## [Brief 1]
According to the article on catch shares and fisheries, how many fisheries worldwide did the study's authors survey?
## [Brief 2]
Proceed with the article on catch shares and fishery collapse, picking up after its last paragraph.

## [Document extract]
· · · · ·

Study Suggests Sharing the Catch Could Save Fisheries
Monday, September 22, 2008; Page A07
Amid the collapse of once-rich fisheries around the world, policymakers, fishermen and environmentalists have been debating a controversial question: Can a fishery be saved by giving those who harvest the sea a guaranteed share of its bounty, rather than having them compete to see who can extract the most the fastest?
A study published Friday in the journal Science, conducted by two economists and an ecologist, suggests that the answer is yes. The authors -- two from the University of California at Santa Barbara and one from the University of Hawaii -- surveyed 121 fisheries worldwide where individuals receive a predetermined portion of a fishery's catch limit and found that they were half as likely to have collapsed as those without a "catch share" system. In addition, the researchers found that when a fishery that had relied on traditional methods -- such as seasonal limits or overall catch restrictions -- was converted to using catch shares, the change did not just slow the fishery's decline; it stopped it.

· · · · ·

[Collected data]
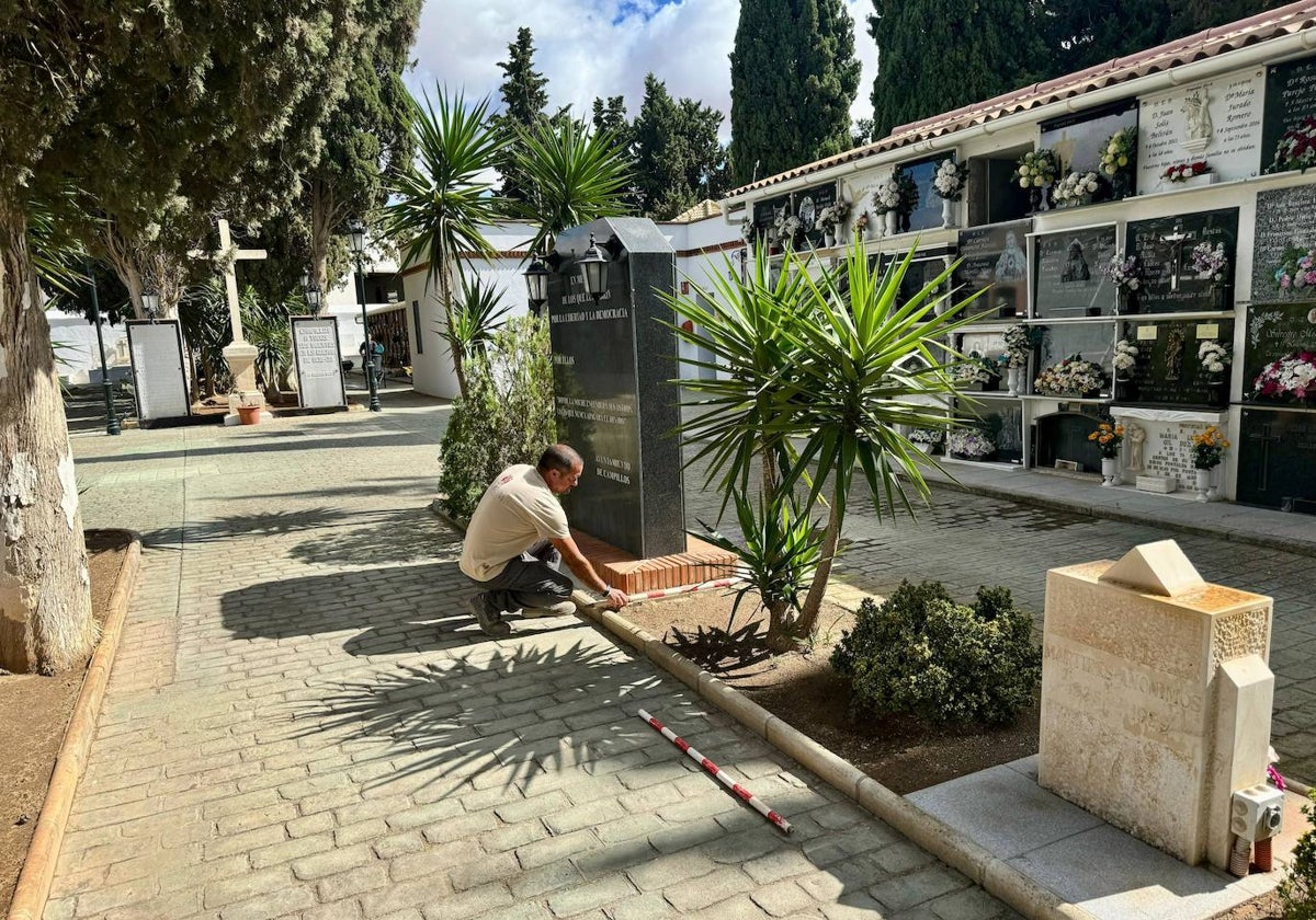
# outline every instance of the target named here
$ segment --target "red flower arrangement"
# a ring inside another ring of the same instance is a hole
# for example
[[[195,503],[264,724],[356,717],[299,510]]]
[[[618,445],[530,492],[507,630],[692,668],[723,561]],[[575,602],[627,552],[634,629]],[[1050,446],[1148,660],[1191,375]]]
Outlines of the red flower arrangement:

· · · · ·

## [Response 1]
121 fisheries

## [Response 2]
Once people are given a fixed share in a fishery, said lead author Christopher Costello, they are less likely to overfish, because they have a financial interest in having the species thrive.
"It's like having shares in a stock of a company: If the value of the company goes up, the value of the shares go up," said Costello, an economist at the Bren School of Environmental Science and Management at UCSB. "You don't just own a percentage of the catch this year, you own the right to a percentage of the catch every year."
New Zealand, Australia and Iceland pioneered the concept of catch shares in the 1980s, and the United States recently embraced it. When Congress in 2006 reauthorized the law that oversees U.S. fisheries, the Magnuson-Stevens Fishery Conservation and Management Act, President Bush pushed for a provision instituting individual fishing shares, or quotas, in half of the country's fisheries by 2010.
"We've moved well beyond theory into the realm of real experience and hard science that demonstrates the benefits" of an individual quota system, said James L. Connaughton, chairman of the White House Council on Environmental Quality. "This changes all the bad incentives to good incentives," he added. "When fishermen own their share of the stock, they become partners in enforcement rather than bystanders."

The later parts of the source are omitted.